§ Exercise:
Convert the records below into a JSON list of strings, with one string for each line and blank lines left out.

§ Data:
** BEGIN **

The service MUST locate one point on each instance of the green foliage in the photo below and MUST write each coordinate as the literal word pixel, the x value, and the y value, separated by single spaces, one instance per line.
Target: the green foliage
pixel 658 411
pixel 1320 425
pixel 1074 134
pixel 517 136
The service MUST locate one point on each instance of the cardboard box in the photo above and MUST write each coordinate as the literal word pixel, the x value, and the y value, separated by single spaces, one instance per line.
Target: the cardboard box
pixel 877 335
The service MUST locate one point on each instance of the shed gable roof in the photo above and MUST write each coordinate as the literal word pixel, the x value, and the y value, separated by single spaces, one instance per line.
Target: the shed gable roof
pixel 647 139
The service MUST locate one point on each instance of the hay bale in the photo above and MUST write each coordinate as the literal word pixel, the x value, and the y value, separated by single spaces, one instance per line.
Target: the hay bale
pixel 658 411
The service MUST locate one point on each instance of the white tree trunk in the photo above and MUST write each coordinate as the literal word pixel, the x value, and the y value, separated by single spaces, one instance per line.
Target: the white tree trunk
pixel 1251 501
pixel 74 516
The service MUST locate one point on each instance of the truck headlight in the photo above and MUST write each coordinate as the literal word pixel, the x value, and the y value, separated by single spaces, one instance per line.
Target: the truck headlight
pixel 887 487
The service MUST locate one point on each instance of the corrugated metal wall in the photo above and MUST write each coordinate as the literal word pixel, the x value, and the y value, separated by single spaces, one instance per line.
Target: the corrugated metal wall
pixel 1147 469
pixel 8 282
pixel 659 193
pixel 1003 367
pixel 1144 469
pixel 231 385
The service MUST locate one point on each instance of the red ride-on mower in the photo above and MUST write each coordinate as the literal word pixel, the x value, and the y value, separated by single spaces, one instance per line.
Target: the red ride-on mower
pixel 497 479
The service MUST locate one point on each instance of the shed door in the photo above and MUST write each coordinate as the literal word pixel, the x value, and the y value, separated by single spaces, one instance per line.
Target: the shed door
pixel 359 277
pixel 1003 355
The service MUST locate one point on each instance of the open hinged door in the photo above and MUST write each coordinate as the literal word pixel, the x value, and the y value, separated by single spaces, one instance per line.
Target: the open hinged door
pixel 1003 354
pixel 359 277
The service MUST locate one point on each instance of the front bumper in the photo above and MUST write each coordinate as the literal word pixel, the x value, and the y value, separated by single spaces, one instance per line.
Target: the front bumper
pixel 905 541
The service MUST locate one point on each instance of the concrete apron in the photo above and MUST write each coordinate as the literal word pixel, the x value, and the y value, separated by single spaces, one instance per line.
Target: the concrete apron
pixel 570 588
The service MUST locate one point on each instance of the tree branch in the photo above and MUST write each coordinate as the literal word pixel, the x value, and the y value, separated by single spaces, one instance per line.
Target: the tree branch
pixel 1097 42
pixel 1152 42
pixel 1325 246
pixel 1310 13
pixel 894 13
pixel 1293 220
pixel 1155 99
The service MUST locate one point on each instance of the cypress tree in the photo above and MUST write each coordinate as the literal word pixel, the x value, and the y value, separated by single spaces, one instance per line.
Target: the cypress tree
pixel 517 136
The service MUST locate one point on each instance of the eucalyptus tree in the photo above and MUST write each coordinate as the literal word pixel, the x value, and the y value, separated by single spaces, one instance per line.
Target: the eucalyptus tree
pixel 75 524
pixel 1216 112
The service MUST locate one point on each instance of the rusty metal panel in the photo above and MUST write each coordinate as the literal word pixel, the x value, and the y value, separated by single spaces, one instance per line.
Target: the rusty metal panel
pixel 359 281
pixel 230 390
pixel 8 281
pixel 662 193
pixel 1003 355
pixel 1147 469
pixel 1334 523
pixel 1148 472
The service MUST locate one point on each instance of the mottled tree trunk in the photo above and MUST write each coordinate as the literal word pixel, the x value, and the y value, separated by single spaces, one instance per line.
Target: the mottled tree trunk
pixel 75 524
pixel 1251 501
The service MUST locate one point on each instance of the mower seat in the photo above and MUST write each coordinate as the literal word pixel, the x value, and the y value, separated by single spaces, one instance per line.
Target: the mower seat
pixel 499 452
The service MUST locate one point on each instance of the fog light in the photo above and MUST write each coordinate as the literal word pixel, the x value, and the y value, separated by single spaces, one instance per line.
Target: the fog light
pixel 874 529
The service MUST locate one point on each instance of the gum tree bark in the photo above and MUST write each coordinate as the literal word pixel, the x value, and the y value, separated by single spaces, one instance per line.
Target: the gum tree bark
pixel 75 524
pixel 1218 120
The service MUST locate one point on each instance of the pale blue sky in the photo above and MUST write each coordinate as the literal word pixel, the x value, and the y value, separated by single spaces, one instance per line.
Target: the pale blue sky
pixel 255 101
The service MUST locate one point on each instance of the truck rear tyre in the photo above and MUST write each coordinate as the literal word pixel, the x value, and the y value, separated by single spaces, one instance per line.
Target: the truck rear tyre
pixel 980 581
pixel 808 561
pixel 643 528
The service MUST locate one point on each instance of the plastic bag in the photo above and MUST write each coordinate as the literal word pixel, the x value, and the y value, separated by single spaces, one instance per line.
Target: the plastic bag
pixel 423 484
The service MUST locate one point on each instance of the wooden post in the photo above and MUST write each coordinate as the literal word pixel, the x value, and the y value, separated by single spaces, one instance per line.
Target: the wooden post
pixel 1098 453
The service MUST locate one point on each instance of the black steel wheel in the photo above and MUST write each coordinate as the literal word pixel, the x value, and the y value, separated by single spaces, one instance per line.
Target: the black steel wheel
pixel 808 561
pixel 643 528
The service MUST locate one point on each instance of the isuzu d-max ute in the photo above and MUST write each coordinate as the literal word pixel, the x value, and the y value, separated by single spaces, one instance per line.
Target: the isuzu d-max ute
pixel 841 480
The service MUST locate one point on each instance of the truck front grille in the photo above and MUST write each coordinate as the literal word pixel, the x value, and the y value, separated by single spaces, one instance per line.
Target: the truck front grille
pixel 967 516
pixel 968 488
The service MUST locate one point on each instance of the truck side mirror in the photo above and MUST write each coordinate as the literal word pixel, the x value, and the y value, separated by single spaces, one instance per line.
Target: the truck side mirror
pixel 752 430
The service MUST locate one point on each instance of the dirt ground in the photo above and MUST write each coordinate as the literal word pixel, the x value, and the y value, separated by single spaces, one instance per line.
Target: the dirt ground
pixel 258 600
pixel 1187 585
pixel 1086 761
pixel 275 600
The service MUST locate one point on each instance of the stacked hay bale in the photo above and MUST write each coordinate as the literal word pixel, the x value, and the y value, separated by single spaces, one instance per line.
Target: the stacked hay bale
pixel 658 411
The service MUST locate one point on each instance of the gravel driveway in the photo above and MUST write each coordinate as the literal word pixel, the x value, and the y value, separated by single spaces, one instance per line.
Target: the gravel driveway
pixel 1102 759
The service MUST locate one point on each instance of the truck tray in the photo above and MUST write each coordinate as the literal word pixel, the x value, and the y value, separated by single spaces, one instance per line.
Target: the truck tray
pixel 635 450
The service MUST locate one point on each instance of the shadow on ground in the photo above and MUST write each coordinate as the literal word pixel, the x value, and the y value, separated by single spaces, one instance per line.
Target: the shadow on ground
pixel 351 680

** END **

§ Expected answer:
[
  "The service MUST locate one point on each instance of the green foliage in the photo below and MUST write each coordinate as the literal word pixel, the x value, and the y value, separated by single spaces, one instance per line.",
  "Target: the green foliage",
  "pixel 658 411",
  "pixel 1320 425",
  "pixel 1074 134",
  "pixel 517 136",
  "The service MUST locate one point on each instance of the cardboard box in the photo above and MUST write each coordinate as the literal word pixel, the x value, and the y value, separated by single spaces, one instance per line.",
  "Target: the cardboard box",
  "pixel 877 335",
  "The service MUST locate one point on each instance of the shed gable roof in the photo above and MUST write each coordinate as the literal word pixel, the x value, and the y value, separated by single spaces, one instance per line.",
  "Target: the shed gable roof",
  "pixel 647 139",
  "The service MUST locate one point on each instance of the hay bale in the photo above and MUST write each coordinate as the literal word pixel, the x value, and the y value, separated by single spaces, one instance per line.",
  "Target: the hay bale",
  "pixel 658 411",
  "The service MUST locate one point on each instance of the white tree trunk in the photo above and MUST write each coordinate as the literal word pixel, the x value, and the y value, separated by single spaces, one instance per line.",
  "Target: the white tree trunk",
  "pixel 1251 501",
  "pixel 74 516",
  "The service MUST locate one point on each instance of the truck headlight in the photo above and MUST write each coordinate as the literal word pixel, the x value, and the y value, separated by single spaces, one instance per line.",
  "Target: the truck headlight",
  "pixel 887 487",
  "The service MUST locate one point on each instance of the corrugated metal wall in the photo above and MUST write each coordinate as the literal word pixel, the x value, and the y value, separated by single spaces, one instance per line.",
  "Target: the corrugated metal wall",
  "pixel 1147 469",
  "pixel 8 282",
  "pixel 659 193",
  "pixel 1003 367",
  "pixel 1144 469",
  "pixel 231 385",
  "The service MUST locate one point on each instance of the red ride-on mower in the photo above and MUST write each coordinate as the literal word pixel, the x value, and the y value, separated by single spaces, one instance per line.",
  "Target: the red ride-on mower",
  "pixel 497 479",
  "The service MUST locate one point on each instance of the shed door in the photo above and MUST write each coordinate as the literal word pixel, the x value, and the y value, separated by single spaces, one instance per line.",
  "Target: the shed door",
  "pixel 359 277",
  "pixel 1003 355",
  "The service MUST locate one point on each instance of the open hinged door in the photo above and MUST write each coordinate as the literal word pixel, the x value, and the y value, separated by single spaces, one instance per line.",
  "Target: the open hinged door",
  "pixel 1003 354",
  "pixel 359 277",
  "The service MUST locate one point on each instance of the front bumper in the photo above and MUST write each coordinate as the literal word pixel, the x value, and the y value, separated by single spaces, one instance per line.",
  "Target: the front bumper",
  "pixel 905 541",
  "The service MUST locate one point on each instance of the concrete apron in the photo above and MUST write each coordinate as the literal word pixel, the x value, and the y value, separated by single spaces, one instance per line.",
  "Target: the concrete apron",
  "pixel 570 588",
  "The service MUST locate one point on each instance of the tree branch in the photo above and MUST write each coordinate as the literal word pixel, the x value, and the y value, separated by single spaces, one instance per line.",
  "Target: the tree branch",
  "pixel 1097 42",
  "pixel 1152 42",
  "pixel 1325 246",
  "pixel 1310 13",
  "pixel 894 13",
  "pixel 1293 220",
  "pixel 1155 99",
  "The service MUST locate one point on each instance of the cypress tree in the photo above and MUST write each coordinate as the literal word pixel, the x value, and the y value, separated by single spaces, one instance per line.",
  "Target: the cypress tree",
  "pixel 517 136",
  "The service MUST locate one point on each instance of the eucalyptus tree in the photo above and MUST write each coordinate as the literal word pixel, the x value, and the y value, separated by single spaces, one instance per line.",
  "Target: the eucalyptus tree",
  "pixel 75 524",
  "pixel 1216 112",
  "The service MUST locate one point on each instance of the rusty metal panel in the photo above and MUST write each coordinate as the literal word pixel, the x value, and the y value, separated by single spaces, one instance per line.",
  "Target: the rusty metal panel",
  "pixel 359 281",
  "pixel 230 390",
  "pixel 8 281",
  "pixel 662 193",
  "pixel 1003 355",
  "pixel 1147 469",
  "pixel 1334 523",
  "pixel 1148 472",
  "The service MUST locate one point on each instance of the mottled tree trunk in the photo above and MUST write each coordinate as the literal word pixel, the x value, and the y value, separated by single spaces, one instance per line.",
  "Target: the mottled tree trunk",
  "pixel 75 524",
  "pixel 1251 501",
  "The service MUST locate one point on each instance of the mower seat in the photo above and MUST write each coordinate as the literal word pixel, the x value, and the y value, separated by single spaces, one instance per line.",
  "Target: the mower seat",
  "pixel 499 452",
  "The service MUST locate one point on each instance of the fog light in the photo above and MUST write each coordinate as the literal word pixel, the x value, and the y value, separated by single spaces, one instance per line.",
  "Target: the fog light",
  "pixel 874 529",
  "The service MUST locate one point on each instance of the gum tree bark in the photo above and MUST write each coordinate as the literal word pixel, the x value, and the y value, separated by single spaces, one instance per line.",
  "Target: the gum tree bark",
  "pixel 75 524",
  "pixel 1218 120",
  "The service MUST locate one point on each instance of the pale blue sky in the photo above and MUST write each coordinate as the literal word pixel, the x value, and the y value, separated by single spaces, one instance per line.",
  "Target: the pale blue sky",
  "pixel 255 101",
  "The service MUST locate one point on each instance of the truck rear tyre in the photo above and MUST write each coordinate as the literal word pixel, the x value, and the y value, separated by single spaces, one instance per line.",
  "Target: the truck rear tyre",
  "pixel 980 581",
  "pixel 808 561",
  "pixel 643 528",
  "The service MUST locate one point on each instance of the plastic bag in the photo above and MUST write each coordinate as the literal word pixel, the x value, and the y value, separated by single spaces, one instance per line.",
  "Target: the plastic bag",
  "pixel 423 484",
  "The service MUST locate one point on each instance of the wooden post in the photo above and MUST write each coordinate as the literal word pixel, the x value, and the y value, separated by single spaces, one instance per line.",
  "Target: the wooden post",
  "pixel 1098 453",
  "The service MUST locate one point on each instance of the black steel wheel in the photo above and MUST write each coordinate as the literal word pixel, the x value, and the y value, separated by single spaces, one instance per line.",
  "Target: the black steel wheel",
  "pixel 808 561",
  "pixel 643 528",
  "The service MUST locate one point on each instance of the isuzu d-max ute in the photo above and MUST write each coordinate as the literal word pixel, the x value, and the y value, separated by single spaces, one instance per line.",
  "Target: the isuzu d-max ute",
  "pixel 841 480",
  "The service MUST locate one point on each instance of the truck front grille in the photo above and MUST write each coordinate as the literal word pixel, the x value, and the y value, separated by single spaces, one instance per line.",
  "Target: the truck front grille",
  "pixel 967 516",
  "pixel 968 488",
  "The service MUST locate one point on each instance of the truck side mirror in the photo above and MUST write each coordinate as the literal word pixel, the x value, and the y value, separated by single spaces, one instance per line.",
  "Target: the truck side mirror",
  "pixel 752 430",
  "The service MUST locate one point on each instance of the dirt ground in the photo above and MUST write each coordinate as the literal word pixel, the x value, and the y value, separated by single spaces, one instance per line.",
  "Target: the dirt ground",
  "pixel 258 600",
  "pixel 1187 585",
  "pixel 1086 761",
  "pixel 275 600",
  "The service MUST locate one point on each instance of the stacked hay bale in the photo above and MUST write each coordinate as the literal word pixel, the x value, and the y value, separated by single spaces, one instance per line.",
  "Target: the stacked hay bale",
  "pixel 658 411",
  "The service MUST locate one point on each instance of the gravel driveway in the photo above and MUST write each coordinate as the literal word pixel, the x value, and the y value, separated by single spaces, one instance per line.",
  "Target: the gravel driveway",
  "pixel 1102 759",
  "The service MUST locate one point on each instance of the truck tray in the photo above and MUST write each coordinate as the literal word pixel, the x value, and the y value, separated by single spaces, one instance per line.",
  "Target: the truck tray",
  "pixel 635 450",
  "The service MUST locate one point on each instance of the shadow on ground in the photo above and MUST write each coordinate as the literal word pixel, the x value, and the y value, separated by single spaces, one instance per line.",
  "Target: the shadow on ground",
  "pixel 351 680"
]